→ Prompt:
Reproduce every item below word for word, keeping each line as it appears.

→ Records for processing:
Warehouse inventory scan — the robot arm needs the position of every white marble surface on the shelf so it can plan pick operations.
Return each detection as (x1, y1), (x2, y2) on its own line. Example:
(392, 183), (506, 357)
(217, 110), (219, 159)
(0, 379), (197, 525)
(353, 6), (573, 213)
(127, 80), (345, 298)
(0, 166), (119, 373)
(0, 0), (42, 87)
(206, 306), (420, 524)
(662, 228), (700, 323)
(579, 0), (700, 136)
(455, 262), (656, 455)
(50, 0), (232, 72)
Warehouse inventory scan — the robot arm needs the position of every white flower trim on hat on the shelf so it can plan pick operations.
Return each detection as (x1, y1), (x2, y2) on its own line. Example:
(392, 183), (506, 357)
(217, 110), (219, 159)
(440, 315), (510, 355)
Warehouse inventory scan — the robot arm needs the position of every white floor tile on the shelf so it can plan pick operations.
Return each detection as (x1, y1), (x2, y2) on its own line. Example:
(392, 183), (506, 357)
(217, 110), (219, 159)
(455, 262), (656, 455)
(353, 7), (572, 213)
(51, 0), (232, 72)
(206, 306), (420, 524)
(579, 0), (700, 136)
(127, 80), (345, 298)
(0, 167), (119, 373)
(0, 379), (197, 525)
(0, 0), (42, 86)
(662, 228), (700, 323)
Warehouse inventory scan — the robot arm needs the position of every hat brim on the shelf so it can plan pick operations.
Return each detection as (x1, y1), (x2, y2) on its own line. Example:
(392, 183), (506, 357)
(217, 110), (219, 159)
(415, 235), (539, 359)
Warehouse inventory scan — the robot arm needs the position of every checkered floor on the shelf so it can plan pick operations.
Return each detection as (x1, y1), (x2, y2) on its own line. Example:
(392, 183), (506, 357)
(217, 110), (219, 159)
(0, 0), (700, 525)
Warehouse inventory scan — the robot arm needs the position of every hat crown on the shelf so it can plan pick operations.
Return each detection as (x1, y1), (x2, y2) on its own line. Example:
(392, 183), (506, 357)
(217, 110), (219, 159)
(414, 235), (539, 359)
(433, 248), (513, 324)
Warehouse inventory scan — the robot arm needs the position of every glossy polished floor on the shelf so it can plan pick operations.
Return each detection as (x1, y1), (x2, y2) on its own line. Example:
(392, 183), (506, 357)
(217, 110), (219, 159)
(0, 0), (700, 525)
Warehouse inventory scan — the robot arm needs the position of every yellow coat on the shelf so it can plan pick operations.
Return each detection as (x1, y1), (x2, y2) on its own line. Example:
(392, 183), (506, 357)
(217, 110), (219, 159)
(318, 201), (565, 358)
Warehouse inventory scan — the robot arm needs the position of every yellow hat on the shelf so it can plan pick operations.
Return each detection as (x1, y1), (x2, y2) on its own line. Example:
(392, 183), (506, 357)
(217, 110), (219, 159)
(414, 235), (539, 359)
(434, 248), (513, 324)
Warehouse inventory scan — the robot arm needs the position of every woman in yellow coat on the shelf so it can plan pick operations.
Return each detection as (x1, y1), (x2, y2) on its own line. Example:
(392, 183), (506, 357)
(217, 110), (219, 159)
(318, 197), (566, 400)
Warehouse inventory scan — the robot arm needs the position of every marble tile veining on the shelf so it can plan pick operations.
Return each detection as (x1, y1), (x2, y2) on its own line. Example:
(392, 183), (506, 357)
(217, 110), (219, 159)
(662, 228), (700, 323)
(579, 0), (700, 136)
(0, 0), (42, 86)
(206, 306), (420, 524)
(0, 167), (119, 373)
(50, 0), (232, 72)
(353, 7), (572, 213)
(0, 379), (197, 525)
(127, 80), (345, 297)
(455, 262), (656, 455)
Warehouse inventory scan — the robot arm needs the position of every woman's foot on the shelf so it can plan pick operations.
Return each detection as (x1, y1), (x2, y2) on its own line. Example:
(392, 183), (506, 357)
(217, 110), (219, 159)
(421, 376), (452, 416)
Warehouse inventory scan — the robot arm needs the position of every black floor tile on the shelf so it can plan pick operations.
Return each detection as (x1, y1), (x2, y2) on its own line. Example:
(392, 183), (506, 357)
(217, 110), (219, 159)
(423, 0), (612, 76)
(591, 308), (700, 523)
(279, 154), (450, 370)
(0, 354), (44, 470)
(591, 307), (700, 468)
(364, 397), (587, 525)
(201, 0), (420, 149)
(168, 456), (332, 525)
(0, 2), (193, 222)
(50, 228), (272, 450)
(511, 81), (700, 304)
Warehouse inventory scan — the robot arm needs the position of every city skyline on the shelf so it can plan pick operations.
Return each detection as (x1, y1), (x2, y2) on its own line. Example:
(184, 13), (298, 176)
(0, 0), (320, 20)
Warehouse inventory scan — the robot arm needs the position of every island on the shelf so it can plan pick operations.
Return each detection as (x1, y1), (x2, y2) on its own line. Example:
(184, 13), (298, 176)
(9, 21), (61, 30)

→ Solved exercise:
Warehouse inventory scan — the robot arm needs the position of every white marble surface on the shelf so it can plan pick operations.
Return each detection as (x1, y1), (x2, y2) on its own line. Example:
(392, 183), (506, 357)
(217, 110), (219, 159)
(0, 379), (197, 525)
(353, 6), (573, 213)
(127, 80), (345, 298)
(0, 166), (119, 373)
(0, 0), (42, 87)
(206, 306), (420, 524)
(662, 228), (700, 323)
(579, 0), (700, 136)
(455, 262), (656, 455)
(50, 0), (232, 72)
Warehouse inventory scan — the robot arm needs the position of every white flower trim on hat on the shelf so it can plan pick operations.
Return each detection as (x1, y1), (x2, y2) on its own line. Example:
(392, 183), (506, 357)
(217, 110), (219, 159)
(440, 315), (510, 355)
Warehouse inventory scan — the robot arm needs the position of every white floor tile on the shelf so it can plan pick operations.
Return each detection as (x1, y1), (x2, y2) on its own line. Example:
(392, 183), (506, 357)
(217, 110), (219, 159)
(455, 262), (656, 455)
(353, 7), (572, 213)
(51, 0), (232, 72)
(206, 306), (420, 524)
(579, 0), (700, 136)
(127, 80), (345, 298)
(0, 167), (119, 373)
(0, 379), (197, 525)
(0, 0), (42, 86)
(662, 228), (700, 323)
Warehouse inventory scan — the robot arm needs the position of every hat brim on the shelf so it can plan pick operations.
Return each detection as (x1, y1), (x2, y2) on its own line. Example:
(392, 183), (506, 357)
(217, 110), (219, 159)
(415, 235), (539, 359)
Warehouse inventory scan — the robot arm needs the position of every checkered floor on the shelf so it can plan pick operations.
Return each detection as (x1, y1), (x2, y2) on its own line. Example:
(392, 183), (506, 357)
(217, 110), (219, 159)
(0, 0), (700, 525)
Warehouse inventory scan — the robot arm needs the position of every hat crown on the shelf so it can plan pick operations.
Return each detection as (x1, y1), (x2, y2) on its own line. Example:
(392, 183), (506, 357)
(217, 110), (219, 159)
(414, 235), (539, 359)
(433, 248), (513, 324)
Warehouse inventory scan — the robot arm needs the position of every glossy polished floor on the shelf so it can plan pick operations.
Return each detection as (x1, y1), (x2, y2) on its own line. Example:
(392, 183), (506, 357)
(217, 110), (219, 159)
(0, 0), (700, 525)
Warehouse inventory scan — the robot arm needs the position of every yellow coat on the shelf so it can plan pick operations.
Return each detection as (x1, y1), (x2, y2) on its own line. Example:
(392, 183), (506, 357)
(217, 110), (219, 159)
(318, 201), (565, 358)
Warehouse inventory scan — the robot arm needs the position of every yellow hat on the shelf so it can plan pick operations.
Return each detection as (x1, y1), (x2, y2) on its own line. Example:
(392, 183), (506, 357)
(217, 110), (219, 159)
(414, 235), (539, 359)
(434, 248), (513, 324)
Warehouse inventory scan — the robot arm needs the position of every woman in yellow coat on the shelf so it can plan pick operations.
Return each detection as (x1, y1), (x2, y2) on its own line. Example:
(392, 183), (506, 357)
(217, 110), (219, 159)
(318, 197), (566, 400)
Warehouse inventory scan — the robot arm needs the position of every marble tile veining on the shelf so it can plan pick operations.
Return each detection as (x1, y1), (x2, y2) on its own line. Example:
(392, 183), (506, 357)
(217, 110), (219, 159)
(662, 228), (700, 323)
(579, 0), (700, 136)
(0, 0), (42, 86)
(206, 306), (420, 524)
(0, 167), (119, 373)
(50, 0), (232, 72)
(353, 7), (572, 213)
(0, 379), (197, 525)
(127, 80), (345, 297)
(455, 262), (656, 455)
Warehouse inventory scan — the robot arm needs the position of every woman's foot on the shelf so it can plan pick operations.
Return each detection as (x1, y1), (x2, y2) on its own line. Example:
(392, 183), (506, 357)
(217, 110), (219, 159)
(421, 376), (452, 416)
Warehouse inventory scan — the robot arm needs the position of every black floor tile on the shelf so it can plan pick operations.
Return each detection as (x1, y1), (x2, y2) on its own line. Example:
(392, 183), (506, 357)
(217, 110), (219, 159)
(423, 0), (612, 76)
(591, 308), (700, 523)
(279, 154), (450, 370)
(0, 354), (44, 470)
(591, 307), (700, 468)
(364, 397), (587, 525)
(201, 0), (420, 149)
(168, 456), (332, 525)
(0, 2), (193, 222)
(50, 228), (272, 450)
(511, 81), (700, 304)
Warehouse inventory scan — the robot arm needs the position of every city skyline on the shelf so it can plan pick operations.
Return each detection as (x1, y1), (x2, y2) on its own line. Example:
(184, 13), (298, 176)
(0, 0), (320, 20)
Warehouse inventory scan — the robot arm needs the position of every island on the shelf so it can plan pick operations.
Return each detection as (x1, y1), (x2, y2) on its own line. Example:
(184, 13), (298, 176)
(9, 21), (61, 30)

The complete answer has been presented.